::: DATA PROVIDED

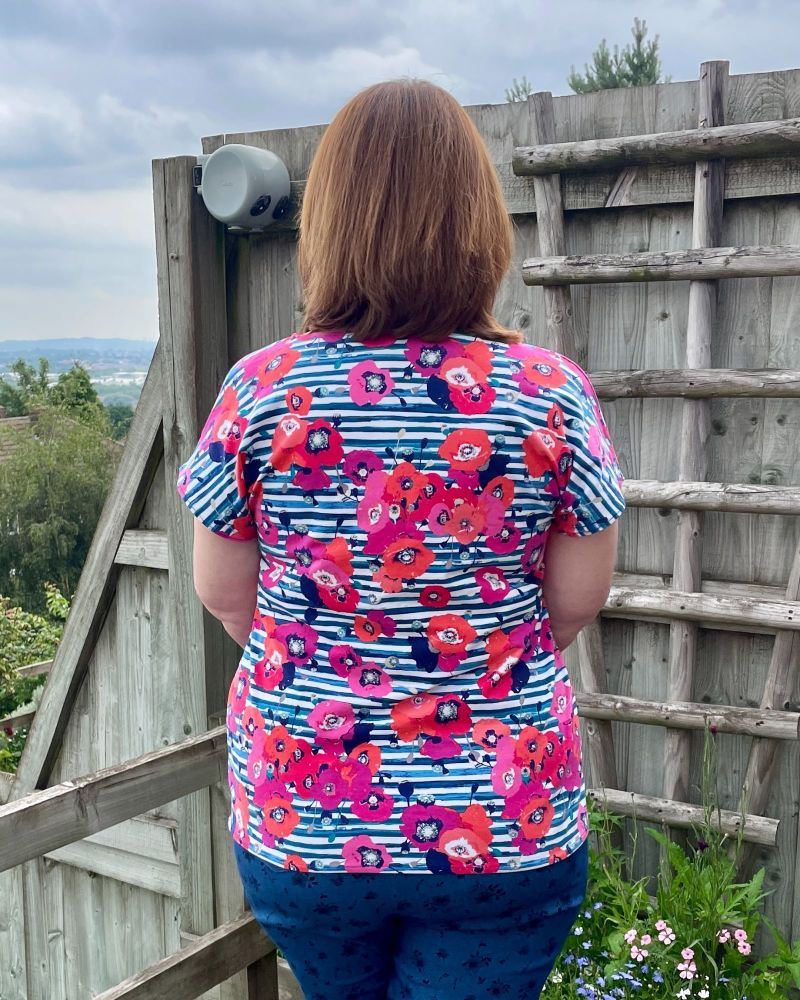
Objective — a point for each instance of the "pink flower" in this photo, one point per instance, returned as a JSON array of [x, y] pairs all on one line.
[[332, 720], [369, 680], [360, 464], [368, 383], [362, 854], [492, 583]]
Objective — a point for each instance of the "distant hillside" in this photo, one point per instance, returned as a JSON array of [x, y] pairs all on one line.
[[98, 354]]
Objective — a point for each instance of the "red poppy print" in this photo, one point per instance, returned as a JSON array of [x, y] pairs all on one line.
[[401, 704]]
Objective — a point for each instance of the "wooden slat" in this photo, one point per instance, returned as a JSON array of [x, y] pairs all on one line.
[[561, 331], [671, 265], [35, 669], [644, 185], [781, 682], [695, 429], [194, 348], [45, 820], [674, 604], [685, 146], [143, 548], [6, 780], [767, 723], [697, 383], [96, 586], [740, 498], [683, 815], [198, 967], [19, 720]]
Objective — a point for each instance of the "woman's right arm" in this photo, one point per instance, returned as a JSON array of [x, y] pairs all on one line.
[[577, 579]]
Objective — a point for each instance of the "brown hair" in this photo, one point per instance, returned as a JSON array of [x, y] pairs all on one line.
[[403, 226]]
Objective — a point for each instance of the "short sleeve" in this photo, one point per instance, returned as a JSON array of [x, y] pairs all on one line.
[[216, 481], [592, 497]]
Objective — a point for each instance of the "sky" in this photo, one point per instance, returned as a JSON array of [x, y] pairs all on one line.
[[92, 90]]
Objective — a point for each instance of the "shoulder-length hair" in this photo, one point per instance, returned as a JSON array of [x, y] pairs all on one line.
[[403, 225]]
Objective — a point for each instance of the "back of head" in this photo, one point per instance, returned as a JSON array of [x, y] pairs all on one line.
[[403, 227]]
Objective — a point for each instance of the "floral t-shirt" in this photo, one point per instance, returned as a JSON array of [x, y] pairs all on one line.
[[401, 705]]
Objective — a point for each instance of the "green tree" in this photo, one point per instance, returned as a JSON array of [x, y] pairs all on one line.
[[25, 638], [52, 488], [120, 416], [635, 66], [520, 90], [72, 392], [31, 388]]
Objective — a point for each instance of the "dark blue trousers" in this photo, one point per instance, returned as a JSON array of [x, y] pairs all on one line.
[[417, 937]]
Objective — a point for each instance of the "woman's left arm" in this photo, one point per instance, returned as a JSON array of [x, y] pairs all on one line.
[[226, 579]]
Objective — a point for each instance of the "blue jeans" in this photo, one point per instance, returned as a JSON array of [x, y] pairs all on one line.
[[417, 937]]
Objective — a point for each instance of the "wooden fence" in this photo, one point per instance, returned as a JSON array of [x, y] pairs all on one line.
[[624, 251]]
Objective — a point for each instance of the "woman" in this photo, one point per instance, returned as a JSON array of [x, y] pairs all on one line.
[[423, 507]]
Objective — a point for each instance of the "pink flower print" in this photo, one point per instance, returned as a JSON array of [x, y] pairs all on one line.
[[184, 479], [305, 550], [300, 641], [332, 720], [424, 825], [427, 358], [272, 574], [374, 806], [369, 384], [360, 464], [369, 680], [343, 658], [505, 539], [506, 779], [329, 789], [561, 704], [326, 574], [492, 584], [362, 854]]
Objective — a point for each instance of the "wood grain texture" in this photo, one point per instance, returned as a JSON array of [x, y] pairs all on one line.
[[687, 146], [204, 963], [561, 334], [62, 814], [767, 723], [683, 815], [695, 427], [697, 384], [678, 265], [95, 588]]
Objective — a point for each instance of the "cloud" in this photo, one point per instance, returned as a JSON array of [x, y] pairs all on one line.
[[92, 90]]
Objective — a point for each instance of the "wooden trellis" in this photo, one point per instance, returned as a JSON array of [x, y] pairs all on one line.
[[683, 605]]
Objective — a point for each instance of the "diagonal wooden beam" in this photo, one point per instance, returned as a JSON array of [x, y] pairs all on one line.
[[695, 429], [96, 586], [558, 308]]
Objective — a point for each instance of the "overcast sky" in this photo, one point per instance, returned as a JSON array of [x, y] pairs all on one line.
[[92, 90]]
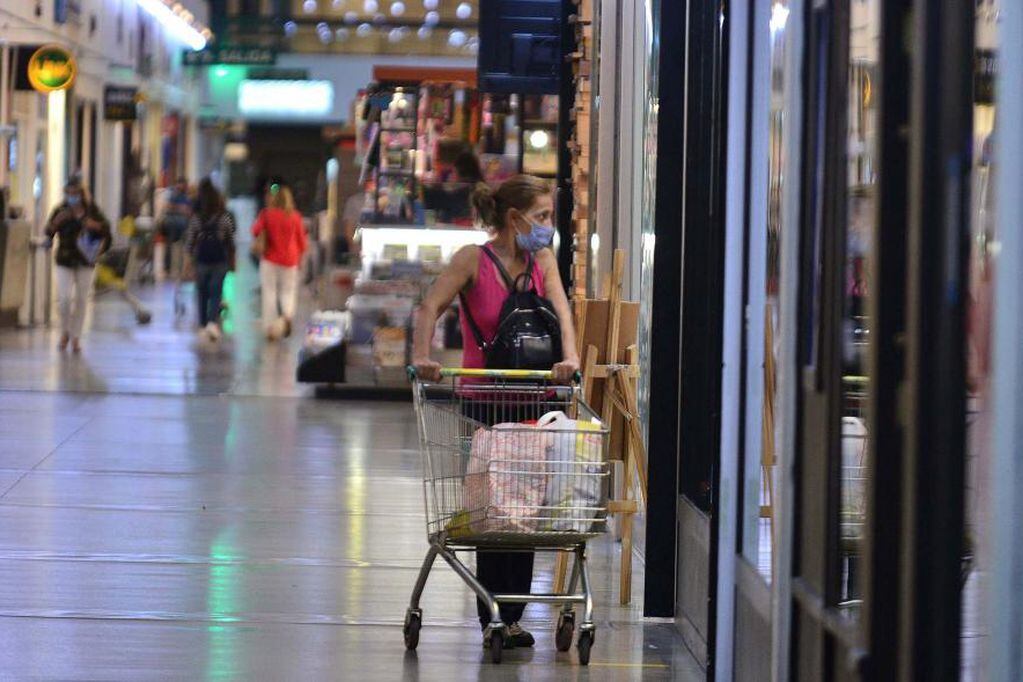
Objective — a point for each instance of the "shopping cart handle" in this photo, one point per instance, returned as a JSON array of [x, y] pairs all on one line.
[[538, 375]]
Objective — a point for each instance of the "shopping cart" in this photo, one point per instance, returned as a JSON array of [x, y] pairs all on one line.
[[494, 482], [855, 441]]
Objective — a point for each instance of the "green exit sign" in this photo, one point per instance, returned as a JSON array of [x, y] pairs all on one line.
[[255, 56]]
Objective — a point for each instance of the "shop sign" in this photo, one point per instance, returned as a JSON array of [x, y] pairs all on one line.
[[257, 56], [120, 103], [266, 74], [51, 67]]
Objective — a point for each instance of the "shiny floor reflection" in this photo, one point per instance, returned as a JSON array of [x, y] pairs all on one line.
[[208, 538]]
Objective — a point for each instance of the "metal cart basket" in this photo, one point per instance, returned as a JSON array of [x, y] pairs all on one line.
[[510, 463]]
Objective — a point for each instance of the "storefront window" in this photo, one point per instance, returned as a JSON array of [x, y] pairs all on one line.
[[758, 500], [978, 326], [861, 140]]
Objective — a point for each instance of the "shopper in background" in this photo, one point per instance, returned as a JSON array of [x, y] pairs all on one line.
[[210, 246], [519, 215], [174, 223], [83, 234], [280, 242]]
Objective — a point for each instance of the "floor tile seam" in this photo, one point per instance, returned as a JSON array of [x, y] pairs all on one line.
[[400, 480], [535, 624], [306, 511], [40, 462]]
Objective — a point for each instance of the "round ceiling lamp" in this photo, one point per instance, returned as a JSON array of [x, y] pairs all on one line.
[[457, 38]]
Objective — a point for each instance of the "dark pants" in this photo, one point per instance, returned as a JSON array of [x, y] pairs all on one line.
[[508, 573], [210, 288]]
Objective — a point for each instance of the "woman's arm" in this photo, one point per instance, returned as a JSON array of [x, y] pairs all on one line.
[[260, 223], [303, 236], [455, 277], [569, 365]]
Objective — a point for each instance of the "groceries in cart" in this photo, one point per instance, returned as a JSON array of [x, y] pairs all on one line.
[[542, 476], [535, 481]]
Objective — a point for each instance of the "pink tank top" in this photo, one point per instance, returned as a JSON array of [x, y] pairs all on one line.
[[485, 300]]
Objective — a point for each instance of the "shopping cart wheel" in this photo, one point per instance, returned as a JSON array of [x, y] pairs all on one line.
[[496, 646], [413, 623], [585, 642], [565, 632]]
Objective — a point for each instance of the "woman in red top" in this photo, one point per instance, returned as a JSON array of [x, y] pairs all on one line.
[[519, 216], [285, 242]]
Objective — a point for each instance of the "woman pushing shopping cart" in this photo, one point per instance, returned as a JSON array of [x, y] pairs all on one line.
[[515, 314]]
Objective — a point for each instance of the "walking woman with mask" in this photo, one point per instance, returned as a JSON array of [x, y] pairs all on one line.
[[83, 234], [519, 216]]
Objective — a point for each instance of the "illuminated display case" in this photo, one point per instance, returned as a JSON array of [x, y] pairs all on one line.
[[398, 266]]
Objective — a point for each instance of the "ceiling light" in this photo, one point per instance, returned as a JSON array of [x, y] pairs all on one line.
[[174, 24], [457, 38], [539, 139]]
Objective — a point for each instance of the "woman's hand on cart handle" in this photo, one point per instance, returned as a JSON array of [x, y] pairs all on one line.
[[427, 369], [566, 370]]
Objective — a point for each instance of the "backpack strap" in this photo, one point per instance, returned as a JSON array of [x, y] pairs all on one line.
[[474, 327], [512, 284]]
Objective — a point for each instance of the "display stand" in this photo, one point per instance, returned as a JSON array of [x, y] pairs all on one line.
[[611, 368]]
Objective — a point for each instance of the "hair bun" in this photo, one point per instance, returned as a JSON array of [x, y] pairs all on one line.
[[485, 203]]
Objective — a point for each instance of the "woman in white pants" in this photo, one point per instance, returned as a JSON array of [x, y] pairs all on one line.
[[83, 234], [280, 242]]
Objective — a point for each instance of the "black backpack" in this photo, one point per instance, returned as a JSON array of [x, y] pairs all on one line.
[[529, 335], [210, 245]]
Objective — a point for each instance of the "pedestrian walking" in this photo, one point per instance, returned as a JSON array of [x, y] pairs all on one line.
[[83, 234], [279, 242], [210, 245]]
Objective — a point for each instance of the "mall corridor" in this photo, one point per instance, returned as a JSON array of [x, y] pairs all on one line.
[[212, 535]]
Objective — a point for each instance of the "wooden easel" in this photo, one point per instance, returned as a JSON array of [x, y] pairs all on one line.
[[618, 374]]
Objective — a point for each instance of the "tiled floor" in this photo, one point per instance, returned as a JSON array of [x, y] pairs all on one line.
[[170, 510]]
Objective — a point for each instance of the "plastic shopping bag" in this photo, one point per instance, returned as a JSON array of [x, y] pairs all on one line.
[[575, 459], [505, 481]]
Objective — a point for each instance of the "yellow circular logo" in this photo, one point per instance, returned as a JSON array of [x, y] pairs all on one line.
[[51, 67]]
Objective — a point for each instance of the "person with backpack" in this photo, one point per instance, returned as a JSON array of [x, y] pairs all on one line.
[[515, 315], [83, 234], [210, 245], [279, 242]]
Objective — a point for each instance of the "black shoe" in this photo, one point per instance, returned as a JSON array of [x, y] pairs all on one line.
[[520, 637], [487, 631]]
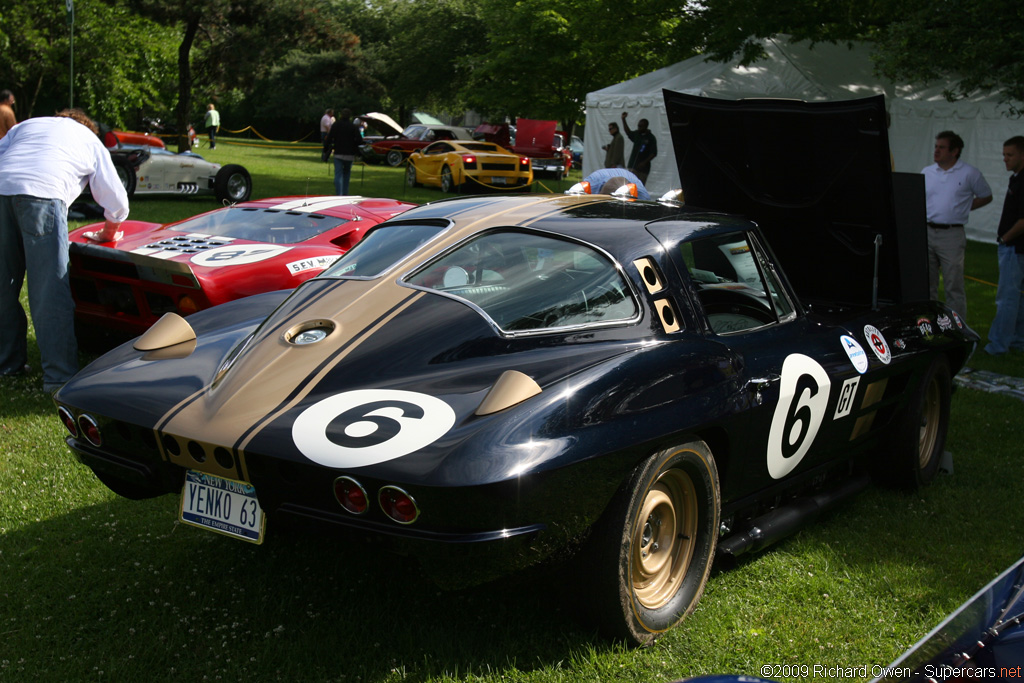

::::::

- _DO THIS_:
Render the data from its first line through the line containing "[[401, 704]]", both included, as a Markdown table with a Row column numbering each line and a Line column holding its text. Skip blank lines and leave the pictures out.

- _SOLUTION FOR THIS TASK_:
| Row | Line |
|---|---|
| 1 | Objective — a point for each instance of the "pink flower" in this photo, one point per instance, returned as a JSON array of [x, y] pairs all on one line. |
| 2 | [[332, 720], [369, 680], [360, 464], [368, 383], [362, 854], [492, 583]] |
| 3 | Objective — a point for each instance of the "distant hillside" in this photo, one point per instance, returned as a JSON array of [x, y] pairs all on one line. |
| 4 | [[98, 354]] |
| 5 | Objective — a point for each instance of the "red poppy print" in this photo, one point per instance, returned as a JSON array of [x, y] pairs all on one line. |
| 6 | [[401, 704]] |